Tarea planteada » Prosigue el texto sobre la condena por las cuchilladas a Antonio de Sigura a partir de su última oración.

Bloque de texto »
______
Y entonces llegó su primera gran cagada.

Una tarde, estando en el patio de palacio, donde frecuentaba al príncipe, se cabreó como un mono por algo que le dijo el italiano Antonio de Sigura. Un pintor y arquitecto italiano traído por Felipe II para trabajar en El Escorial. Se cabreó tanto que lo cosió a cuchilladas. Era un delito castigado con diez años de destierro, pero ni siquiera se presentó al juicio para defenderse. Y, para peor, durante la investigación se descubrió que ni siquiera era hidalgo. Su padre, un oportunista, había ido firmando con el don como si lo fuera, y como era de Alcalá de Henares, y su hijo formaba parte de los íntimos del príncipe, nadie se ocupó de comprobarlo. Pero ahora que no tenía manera de demostrar que era noble, sumaron a su condena la pena de los plebeyos, la amputación de la mano derecha.
______
Datos »
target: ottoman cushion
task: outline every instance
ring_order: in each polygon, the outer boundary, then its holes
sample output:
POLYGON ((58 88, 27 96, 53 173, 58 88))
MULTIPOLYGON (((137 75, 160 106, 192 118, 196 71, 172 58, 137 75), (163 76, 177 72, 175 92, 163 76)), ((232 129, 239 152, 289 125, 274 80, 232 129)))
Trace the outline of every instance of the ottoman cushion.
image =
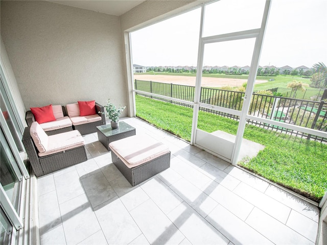
POLYGON ((143 164, 169 152, 164 144, 145 135, 116 140, 109 146, 129 168, 143 164))

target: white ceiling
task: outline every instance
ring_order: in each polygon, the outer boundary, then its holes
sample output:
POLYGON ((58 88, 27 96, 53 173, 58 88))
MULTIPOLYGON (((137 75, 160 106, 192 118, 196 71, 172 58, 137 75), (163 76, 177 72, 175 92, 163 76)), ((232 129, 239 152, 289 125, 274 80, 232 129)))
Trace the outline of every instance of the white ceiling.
______
Resultado del ejercicio »
Todo esto figura en la orden de busca y captura dictada contra él. Cuando la Real Academia de la Historia descubrió ese documento en el Archivo de Simancas lo ocultó durante veinte años. Les daba vergüenza desvelar que el héroe nacional literario no era un hombre ejemplar. Sobre todo porque el origen de la disputa con Sicura fue la venta de la virginidad de su hermana Andrea Cervantes por doscientos cincuenta ducados. Con los años, y después de venderla varias veces, ella se convirtió en cortesana, o lo que es lo mismo, en prostituta de lujo. Su padre timador y buscavidas, sus hermanas cortesanas, él mismo un oportunista, así eran los Cervantes.

Huyendo de los tribunales, Miguel pasó a Italia, se enroló como soldado raso en los Tercios, y allí volvió a tener otra vez la oportunidad de su vida. Y la cagó. Otra vez.

Lepanto, aunque marítima, fue una batalla que libró la infantería. El éxito dependía de arrimarse a la galera enemiga, tender un tablón, mandar por ahí a la vanguardia al asalto, y mientras estos recibían tiros y tajos, botar embarcaciones con soldados que subían por los costados. Si ganaron los Tercios y no los turcos fue sobre todo por su habilidad en entender las órdenes del toque de tambor, ya que la batalla se libró en la oscuridad. Aunque era de día, usaron tanta pólvora con los arcabuces y los cañonazos como para que la nube blanca provocada por las explosiones no permitiera ver a pocos pasos.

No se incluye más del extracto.